To be done:
Find the line containing "Point to the chimney.". Retype it and every line after it through the end of the entries, exactly as written, with nothing added.

━━ Exercise material ━━

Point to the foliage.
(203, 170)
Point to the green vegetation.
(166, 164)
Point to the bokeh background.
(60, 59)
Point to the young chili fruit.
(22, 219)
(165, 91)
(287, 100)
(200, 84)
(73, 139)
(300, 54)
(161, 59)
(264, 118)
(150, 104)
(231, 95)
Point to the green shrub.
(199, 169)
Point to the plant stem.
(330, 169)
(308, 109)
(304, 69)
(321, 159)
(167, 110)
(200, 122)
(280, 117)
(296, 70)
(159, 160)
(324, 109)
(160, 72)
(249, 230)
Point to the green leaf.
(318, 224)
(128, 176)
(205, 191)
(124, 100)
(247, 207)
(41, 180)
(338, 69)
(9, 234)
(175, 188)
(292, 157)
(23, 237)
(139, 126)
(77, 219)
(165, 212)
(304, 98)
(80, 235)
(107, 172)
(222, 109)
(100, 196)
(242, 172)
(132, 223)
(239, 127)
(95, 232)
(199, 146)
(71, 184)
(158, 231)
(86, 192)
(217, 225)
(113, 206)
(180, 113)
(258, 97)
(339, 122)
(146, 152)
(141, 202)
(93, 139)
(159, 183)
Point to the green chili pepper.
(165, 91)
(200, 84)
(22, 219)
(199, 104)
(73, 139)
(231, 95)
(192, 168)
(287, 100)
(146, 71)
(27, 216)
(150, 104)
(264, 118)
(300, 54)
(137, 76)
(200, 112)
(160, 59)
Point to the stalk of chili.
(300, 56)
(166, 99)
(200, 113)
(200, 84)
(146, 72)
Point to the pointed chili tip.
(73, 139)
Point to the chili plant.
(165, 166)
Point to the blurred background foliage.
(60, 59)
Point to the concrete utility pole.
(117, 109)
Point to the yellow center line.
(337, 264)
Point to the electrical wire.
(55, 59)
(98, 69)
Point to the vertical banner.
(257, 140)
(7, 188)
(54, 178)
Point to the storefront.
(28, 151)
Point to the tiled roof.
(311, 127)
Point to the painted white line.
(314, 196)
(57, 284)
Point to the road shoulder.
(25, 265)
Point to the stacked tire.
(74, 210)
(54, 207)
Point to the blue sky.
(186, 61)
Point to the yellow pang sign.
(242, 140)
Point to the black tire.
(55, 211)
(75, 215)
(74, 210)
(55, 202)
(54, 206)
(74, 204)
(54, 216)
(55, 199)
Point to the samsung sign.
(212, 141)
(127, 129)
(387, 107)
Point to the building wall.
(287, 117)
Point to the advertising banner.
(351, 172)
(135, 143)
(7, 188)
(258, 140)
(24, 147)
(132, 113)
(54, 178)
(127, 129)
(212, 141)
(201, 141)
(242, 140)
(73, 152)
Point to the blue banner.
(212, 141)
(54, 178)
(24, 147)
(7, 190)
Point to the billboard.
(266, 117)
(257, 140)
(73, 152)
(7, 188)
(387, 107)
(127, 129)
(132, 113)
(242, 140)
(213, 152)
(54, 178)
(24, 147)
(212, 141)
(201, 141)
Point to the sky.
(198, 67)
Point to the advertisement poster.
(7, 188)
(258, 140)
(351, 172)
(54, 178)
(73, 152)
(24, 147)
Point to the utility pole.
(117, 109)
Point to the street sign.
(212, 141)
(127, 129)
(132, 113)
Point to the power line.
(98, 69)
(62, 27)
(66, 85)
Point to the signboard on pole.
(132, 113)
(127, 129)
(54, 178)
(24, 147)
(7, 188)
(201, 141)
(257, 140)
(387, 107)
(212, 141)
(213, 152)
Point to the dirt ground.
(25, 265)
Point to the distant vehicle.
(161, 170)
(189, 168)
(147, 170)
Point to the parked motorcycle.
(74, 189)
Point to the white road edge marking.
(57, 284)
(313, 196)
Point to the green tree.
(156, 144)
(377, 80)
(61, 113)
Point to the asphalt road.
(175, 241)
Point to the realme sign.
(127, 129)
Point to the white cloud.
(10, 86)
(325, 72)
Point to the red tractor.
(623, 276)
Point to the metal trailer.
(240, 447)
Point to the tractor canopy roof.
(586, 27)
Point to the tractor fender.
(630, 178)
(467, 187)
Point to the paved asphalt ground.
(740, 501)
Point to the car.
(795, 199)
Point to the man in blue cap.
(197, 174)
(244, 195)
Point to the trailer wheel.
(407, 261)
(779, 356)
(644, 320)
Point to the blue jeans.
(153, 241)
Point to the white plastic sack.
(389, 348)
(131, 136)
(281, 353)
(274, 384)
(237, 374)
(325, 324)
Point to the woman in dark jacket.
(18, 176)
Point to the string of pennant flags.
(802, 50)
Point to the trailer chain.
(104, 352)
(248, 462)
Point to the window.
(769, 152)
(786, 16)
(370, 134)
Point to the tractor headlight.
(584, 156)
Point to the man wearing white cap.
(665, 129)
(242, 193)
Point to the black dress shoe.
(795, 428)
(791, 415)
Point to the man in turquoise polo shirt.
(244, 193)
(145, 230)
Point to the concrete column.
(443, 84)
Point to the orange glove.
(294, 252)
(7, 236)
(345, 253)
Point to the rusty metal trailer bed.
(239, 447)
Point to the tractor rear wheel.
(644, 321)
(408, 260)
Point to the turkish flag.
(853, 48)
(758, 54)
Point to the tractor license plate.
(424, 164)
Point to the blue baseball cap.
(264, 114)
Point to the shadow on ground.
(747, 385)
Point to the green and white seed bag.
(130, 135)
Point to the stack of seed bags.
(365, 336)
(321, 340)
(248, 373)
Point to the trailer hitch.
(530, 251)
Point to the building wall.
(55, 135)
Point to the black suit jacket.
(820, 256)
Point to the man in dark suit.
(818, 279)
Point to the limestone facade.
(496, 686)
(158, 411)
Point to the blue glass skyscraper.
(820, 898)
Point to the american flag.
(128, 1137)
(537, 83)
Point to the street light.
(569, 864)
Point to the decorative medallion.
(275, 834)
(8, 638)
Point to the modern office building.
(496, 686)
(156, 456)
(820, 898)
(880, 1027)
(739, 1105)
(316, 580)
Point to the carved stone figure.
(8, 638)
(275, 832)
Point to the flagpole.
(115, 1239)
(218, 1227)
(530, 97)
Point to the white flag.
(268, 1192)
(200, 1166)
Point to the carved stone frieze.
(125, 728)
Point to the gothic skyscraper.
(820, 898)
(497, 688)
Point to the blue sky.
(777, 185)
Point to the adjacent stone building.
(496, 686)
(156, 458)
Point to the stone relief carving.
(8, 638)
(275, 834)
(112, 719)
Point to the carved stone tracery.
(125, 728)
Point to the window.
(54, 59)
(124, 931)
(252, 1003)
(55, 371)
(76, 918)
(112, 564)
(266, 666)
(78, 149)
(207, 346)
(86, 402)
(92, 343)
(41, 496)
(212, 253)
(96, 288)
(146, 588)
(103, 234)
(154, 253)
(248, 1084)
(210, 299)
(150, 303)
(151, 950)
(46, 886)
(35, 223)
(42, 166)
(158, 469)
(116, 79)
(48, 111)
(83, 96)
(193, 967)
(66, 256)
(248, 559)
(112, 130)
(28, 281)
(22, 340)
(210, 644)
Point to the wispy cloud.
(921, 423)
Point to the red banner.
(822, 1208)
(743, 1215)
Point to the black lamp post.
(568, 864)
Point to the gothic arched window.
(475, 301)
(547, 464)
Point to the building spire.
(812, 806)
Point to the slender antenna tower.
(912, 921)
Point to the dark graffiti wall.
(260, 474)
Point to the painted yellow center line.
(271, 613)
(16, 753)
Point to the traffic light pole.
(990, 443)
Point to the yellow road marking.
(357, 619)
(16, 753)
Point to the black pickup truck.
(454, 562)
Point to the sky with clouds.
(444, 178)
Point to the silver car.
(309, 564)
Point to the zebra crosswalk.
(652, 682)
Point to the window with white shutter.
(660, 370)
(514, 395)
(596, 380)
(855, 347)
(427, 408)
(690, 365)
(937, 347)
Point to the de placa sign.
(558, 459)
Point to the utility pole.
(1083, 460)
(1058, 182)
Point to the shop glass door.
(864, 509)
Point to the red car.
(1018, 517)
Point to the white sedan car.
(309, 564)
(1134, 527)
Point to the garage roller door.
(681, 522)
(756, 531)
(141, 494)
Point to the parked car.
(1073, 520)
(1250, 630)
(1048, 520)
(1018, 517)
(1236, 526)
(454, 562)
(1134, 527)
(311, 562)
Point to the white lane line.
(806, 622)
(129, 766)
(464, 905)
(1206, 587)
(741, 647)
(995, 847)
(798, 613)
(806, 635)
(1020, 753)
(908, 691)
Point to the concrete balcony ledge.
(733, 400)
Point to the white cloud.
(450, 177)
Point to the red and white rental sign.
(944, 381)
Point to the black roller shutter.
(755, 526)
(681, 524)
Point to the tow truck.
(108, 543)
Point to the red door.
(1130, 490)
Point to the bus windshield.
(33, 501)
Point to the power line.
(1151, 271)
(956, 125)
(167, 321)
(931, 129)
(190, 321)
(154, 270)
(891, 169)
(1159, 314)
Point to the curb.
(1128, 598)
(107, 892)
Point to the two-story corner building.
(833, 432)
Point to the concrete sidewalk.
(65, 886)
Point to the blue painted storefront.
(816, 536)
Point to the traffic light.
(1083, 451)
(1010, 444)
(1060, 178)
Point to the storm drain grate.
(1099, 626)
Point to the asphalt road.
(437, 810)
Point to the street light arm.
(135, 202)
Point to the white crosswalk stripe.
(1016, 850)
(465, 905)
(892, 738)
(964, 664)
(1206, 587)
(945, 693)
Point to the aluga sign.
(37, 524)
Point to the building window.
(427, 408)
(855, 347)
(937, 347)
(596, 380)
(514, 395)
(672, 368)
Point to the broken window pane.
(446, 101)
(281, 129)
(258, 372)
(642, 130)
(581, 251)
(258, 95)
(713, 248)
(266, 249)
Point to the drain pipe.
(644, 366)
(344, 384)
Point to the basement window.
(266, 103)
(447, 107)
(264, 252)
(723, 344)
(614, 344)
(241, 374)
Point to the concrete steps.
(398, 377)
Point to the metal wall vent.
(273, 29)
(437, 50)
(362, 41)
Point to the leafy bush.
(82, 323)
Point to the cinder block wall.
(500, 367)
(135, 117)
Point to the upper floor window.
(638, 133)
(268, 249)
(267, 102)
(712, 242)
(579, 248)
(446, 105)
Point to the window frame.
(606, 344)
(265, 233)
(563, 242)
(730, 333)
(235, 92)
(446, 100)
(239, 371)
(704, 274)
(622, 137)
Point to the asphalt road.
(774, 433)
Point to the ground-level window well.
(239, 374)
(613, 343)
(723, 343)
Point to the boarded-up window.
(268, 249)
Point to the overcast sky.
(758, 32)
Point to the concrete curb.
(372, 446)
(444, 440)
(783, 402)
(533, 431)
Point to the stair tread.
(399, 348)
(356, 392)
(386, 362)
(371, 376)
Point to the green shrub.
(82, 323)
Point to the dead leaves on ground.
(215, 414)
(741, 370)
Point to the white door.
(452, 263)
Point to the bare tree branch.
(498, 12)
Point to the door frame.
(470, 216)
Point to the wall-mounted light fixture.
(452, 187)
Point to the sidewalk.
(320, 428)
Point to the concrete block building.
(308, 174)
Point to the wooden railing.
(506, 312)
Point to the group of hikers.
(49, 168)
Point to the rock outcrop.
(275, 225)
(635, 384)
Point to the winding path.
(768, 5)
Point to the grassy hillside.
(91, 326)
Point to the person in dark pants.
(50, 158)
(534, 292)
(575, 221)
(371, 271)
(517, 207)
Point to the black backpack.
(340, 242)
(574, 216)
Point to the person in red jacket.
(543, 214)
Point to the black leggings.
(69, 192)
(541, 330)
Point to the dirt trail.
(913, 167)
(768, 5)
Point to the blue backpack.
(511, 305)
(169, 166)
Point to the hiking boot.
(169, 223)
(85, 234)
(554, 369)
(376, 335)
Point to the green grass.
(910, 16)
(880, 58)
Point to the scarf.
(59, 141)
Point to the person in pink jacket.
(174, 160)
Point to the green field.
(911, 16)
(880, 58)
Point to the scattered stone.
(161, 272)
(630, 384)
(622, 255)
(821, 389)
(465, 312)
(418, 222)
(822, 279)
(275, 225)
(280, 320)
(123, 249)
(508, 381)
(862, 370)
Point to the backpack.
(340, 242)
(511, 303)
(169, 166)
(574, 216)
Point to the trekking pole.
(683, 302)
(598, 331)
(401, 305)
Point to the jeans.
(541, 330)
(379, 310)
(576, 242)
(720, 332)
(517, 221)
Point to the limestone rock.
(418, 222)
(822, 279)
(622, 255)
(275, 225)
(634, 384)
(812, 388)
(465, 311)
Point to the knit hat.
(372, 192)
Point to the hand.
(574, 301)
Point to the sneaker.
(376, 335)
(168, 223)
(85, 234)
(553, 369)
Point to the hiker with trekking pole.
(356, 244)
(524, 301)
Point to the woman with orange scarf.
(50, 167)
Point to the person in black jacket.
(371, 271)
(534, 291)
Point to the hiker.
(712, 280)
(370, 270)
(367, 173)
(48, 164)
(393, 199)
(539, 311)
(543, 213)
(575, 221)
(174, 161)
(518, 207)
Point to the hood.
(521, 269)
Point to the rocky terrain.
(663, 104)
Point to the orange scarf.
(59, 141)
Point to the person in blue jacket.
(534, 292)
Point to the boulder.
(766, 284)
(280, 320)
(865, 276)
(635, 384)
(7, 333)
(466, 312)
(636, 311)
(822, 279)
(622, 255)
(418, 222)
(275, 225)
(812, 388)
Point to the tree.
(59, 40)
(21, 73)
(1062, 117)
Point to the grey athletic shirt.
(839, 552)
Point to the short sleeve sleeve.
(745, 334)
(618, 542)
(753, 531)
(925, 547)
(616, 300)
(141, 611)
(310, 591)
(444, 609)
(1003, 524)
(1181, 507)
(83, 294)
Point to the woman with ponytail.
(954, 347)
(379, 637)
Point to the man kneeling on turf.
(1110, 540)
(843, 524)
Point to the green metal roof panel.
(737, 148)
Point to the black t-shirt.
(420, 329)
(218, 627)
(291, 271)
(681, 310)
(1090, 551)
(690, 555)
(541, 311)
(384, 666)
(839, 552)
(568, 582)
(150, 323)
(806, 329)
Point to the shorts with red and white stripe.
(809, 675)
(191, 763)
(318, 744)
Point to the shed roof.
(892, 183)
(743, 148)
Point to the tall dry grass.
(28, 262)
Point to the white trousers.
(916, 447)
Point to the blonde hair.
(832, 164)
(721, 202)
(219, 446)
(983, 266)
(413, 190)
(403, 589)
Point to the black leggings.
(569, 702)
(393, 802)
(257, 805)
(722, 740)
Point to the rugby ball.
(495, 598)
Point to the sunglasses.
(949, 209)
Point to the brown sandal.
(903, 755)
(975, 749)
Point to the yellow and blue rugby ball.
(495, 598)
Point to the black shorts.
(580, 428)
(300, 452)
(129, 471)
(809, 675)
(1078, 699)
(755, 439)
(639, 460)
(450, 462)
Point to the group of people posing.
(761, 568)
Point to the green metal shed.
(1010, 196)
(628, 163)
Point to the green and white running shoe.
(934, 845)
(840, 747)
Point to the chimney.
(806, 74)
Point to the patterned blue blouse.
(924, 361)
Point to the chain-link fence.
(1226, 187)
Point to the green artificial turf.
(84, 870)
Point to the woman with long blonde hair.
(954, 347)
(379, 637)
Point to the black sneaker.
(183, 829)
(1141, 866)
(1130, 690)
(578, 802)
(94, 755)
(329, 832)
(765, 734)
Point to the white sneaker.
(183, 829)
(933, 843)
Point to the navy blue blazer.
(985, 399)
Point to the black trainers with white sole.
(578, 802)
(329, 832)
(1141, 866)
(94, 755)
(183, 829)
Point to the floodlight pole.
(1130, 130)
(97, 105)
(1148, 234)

━━━

Exercise answer:
Point to the chimney.
(806, 74)
Point to the patterned blue blouse.
(924, 361)
Point to the chain-link fence.
(1226, 187)
Point to the green artificial turf.
(84, 870)
Point to the woman with long blonde hair.
(954, 347)
(379, 637)
Point to the black sneaker.
(183, 829)
(1141, 866)
(1130, 690)
(578, 802)
(94, 755)
(329, 832)
(765, 734)
Point to the white sneaker.
(183, 829)
(933, 843)
Point to the navy blue blazer.
(985, 399)
Point to the black trainers with white sole.
(578, 802)
(329, 832)
(1141, 866)
(94, 755)
(183, 829)
Point to the floodlight pole.
(1130, 130)
(97, 105)
(1148, 234)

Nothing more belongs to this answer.